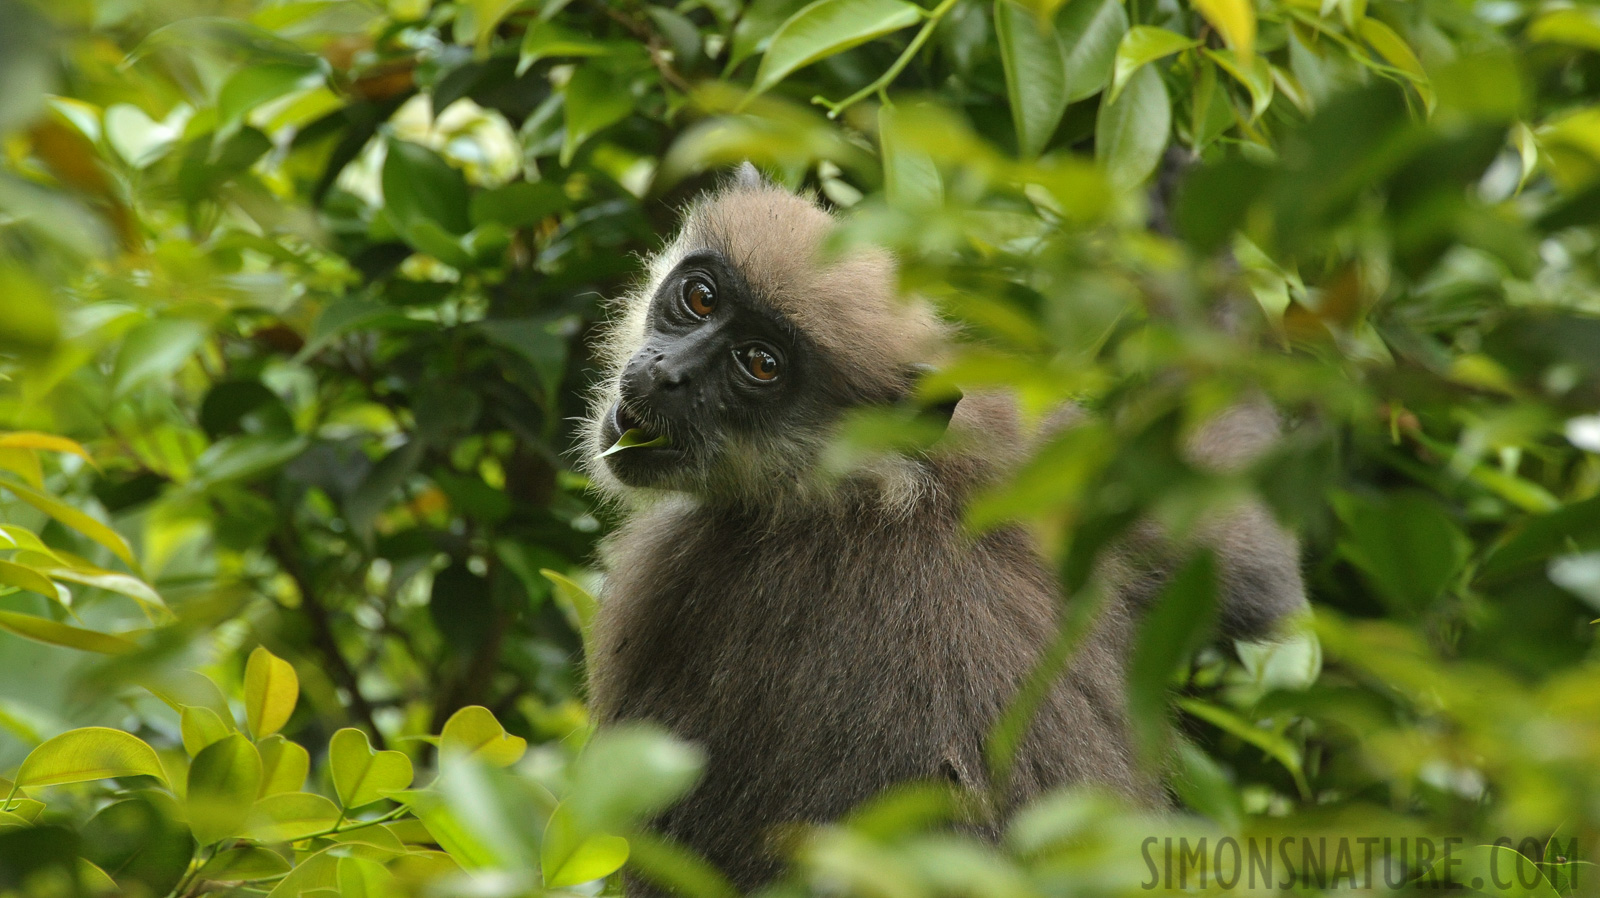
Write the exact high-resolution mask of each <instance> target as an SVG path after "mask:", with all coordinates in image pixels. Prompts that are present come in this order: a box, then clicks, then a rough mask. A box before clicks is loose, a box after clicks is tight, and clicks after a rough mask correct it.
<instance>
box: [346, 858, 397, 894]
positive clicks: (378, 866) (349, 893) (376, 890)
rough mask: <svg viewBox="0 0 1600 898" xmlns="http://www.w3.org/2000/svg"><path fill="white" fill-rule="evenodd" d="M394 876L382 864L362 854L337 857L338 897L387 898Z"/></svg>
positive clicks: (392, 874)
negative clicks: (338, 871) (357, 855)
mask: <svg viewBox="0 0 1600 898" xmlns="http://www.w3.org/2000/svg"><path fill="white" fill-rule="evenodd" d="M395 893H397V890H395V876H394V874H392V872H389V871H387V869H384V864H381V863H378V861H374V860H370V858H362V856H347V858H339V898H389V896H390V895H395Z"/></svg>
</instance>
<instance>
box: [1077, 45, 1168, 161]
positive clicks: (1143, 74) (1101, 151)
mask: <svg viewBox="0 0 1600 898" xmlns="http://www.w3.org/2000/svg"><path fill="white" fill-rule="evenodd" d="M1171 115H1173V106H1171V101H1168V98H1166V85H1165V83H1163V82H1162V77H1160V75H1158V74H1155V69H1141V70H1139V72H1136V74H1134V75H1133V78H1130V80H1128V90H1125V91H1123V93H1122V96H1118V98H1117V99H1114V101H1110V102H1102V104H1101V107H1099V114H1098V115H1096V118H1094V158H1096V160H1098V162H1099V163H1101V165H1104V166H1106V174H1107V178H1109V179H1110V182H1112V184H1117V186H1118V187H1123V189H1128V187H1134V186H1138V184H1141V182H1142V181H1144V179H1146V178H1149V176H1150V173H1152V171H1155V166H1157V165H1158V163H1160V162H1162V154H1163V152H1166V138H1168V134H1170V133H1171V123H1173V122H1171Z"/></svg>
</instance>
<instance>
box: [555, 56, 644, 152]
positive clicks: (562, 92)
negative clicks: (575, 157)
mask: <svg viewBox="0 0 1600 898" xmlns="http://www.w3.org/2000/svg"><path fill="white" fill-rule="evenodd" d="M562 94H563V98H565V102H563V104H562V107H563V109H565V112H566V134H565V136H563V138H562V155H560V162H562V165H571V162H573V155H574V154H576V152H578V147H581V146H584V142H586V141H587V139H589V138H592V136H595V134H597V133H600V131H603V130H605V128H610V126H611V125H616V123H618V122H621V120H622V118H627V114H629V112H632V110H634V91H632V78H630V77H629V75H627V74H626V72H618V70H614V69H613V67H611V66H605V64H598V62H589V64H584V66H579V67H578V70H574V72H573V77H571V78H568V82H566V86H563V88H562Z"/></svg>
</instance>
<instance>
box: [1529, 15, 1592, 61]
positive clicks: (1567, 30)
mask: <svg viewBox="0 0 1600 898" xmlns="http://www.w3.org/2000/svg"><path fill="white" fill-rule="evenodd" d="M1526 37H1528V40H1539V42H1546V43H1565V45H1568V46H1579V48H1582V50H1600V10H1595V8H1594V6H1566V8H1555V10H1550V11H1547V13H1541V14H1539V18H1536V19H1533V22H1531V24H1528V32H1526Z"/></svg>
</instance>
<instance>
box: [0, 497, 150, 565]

----

The records above, minus their pictures, are to be returned verbatim.

Write the exact high-resolution mask of each <instance> target as an SVG path after "mask:", with all coordinates in image pixels. Prompts that are present come in this order: a box, then clicks, then a rough mask. A box before clicks is loose, a box after clicks is tight, and clicks after a rough mask correct it.
<instance>
box: [346, 858, 397, 894]
positive clicks: (378, 866) (349, 893) (376, 890)
rough mask: <svg viewBox="0 0 1600 898" xmlns="http://www.w3.org/2000/svg"><path fill="white" fill-rule="evenodd" d="M394 876L382 864L362 854L337 857L338 897L387 898Z"/></svg>
positive clicks: (392, 874)
negative clicks: (338, 871) (357, 855)
mask: <svg viewBox="0 0 1600 898" xmlns="http://www.w3.org/2000/svg"><path fill="white" fill-rule="evenodd" d="M395 893H397V890H395V876H394V874H392V872H389V871H387V869H384V864H381V863H378V861H374V860H370V858H362V856H347V858H339V898H389V896H390V895H395Z"/></svg>
</instance>
<instance>
box: [1077, 45, 1168, 161]
positive clicks: (1143, 74) (1101, 151)
mask: <svg viewBox="0 0 1600 898" xmlns="http://www.w3.org/2000/svg"><path fill="white" fill-rule="evenodd" d="M1171 115H1173V106H1171V101H1168V98H1166V85H1165V83H1163V82H1162V77H1160V75H1158V74H1155V69H1141V70H1139V72H1136V74H1134V75H1133V78H1130V80H1128V90H1125V91H1123V93H1122V96H1118V98H1117V99H1114V101H1110V102H1102V104H1101V107H1099V114H1098V115H1096V118H1094V158H1096V160H1098V162H1099V163H1101V165H1104V166H1106V174H1107V178H1109V179H1110V182H1112V184H1117V186H1118V187H1123V189H1128V187H1134V186H1138V184H1141V182H1142V181H1144V179H1146V178H1149V176H1150V173H1152V171H1155V166H1157V165H1158V163H1160V162H1162V154H1163V152H1166V138H1168V134H1170V133H1171V123H1173V122H1171Z"/></svg>
</instance>
<instance>
box: [555, 56, 644, 152]
positive clicks: (562, 92)
negative clicks: (575, 157)
mask: <svg viewBox="0 0 1600 898" xmlns="http://www.w3.org/2000/svg"><path fill="white" fill-rule="evenodd" d="M562 94H563V98H565V102H563V104H562V107H563V109H565V112H566V134H565V136H563V138H562V155H560V162H562V165H571V162H573V155H574V154H576V152H578V147H581V146H584V142H586V141H587V139H589V138H592V136H595V134H597V133H600V131H603V130H605V128H610V126H611V125H616V123H618V122H621V120H622V118H627V114H629V112H632V110H634V91H632V78H630V77H629V75H627V74H626V72H618V70H614V69H613V67H611V66H605V64H598V62H589V64H584V66H579V67H578V70H574V72H573V77H571V78H568V82H566V86H563V88H562Z"/></svg>
</instance>
<instance>
box: [1529, 15, 1592, 61]
positive clicks: (1567, 30)
mask: <svg viewBox="0 0 1600 898" xmlns="http://www.w3.org/2000/svg"><path fill="white" fill-rule="evenodd" d="M1526 37H1528V40H1539V42H1546V43H1565V45H1568V46H1579V48H1582V50H1600V10H1595V8H1594V6H1566V8H1555V10H1550V11H1547V13H1541V14H1539V18H1536V19H1533V22H1531V24H1528V32H1526Z"/></svg>
</instance>
<instance>
box: [0, 497, 150, 565]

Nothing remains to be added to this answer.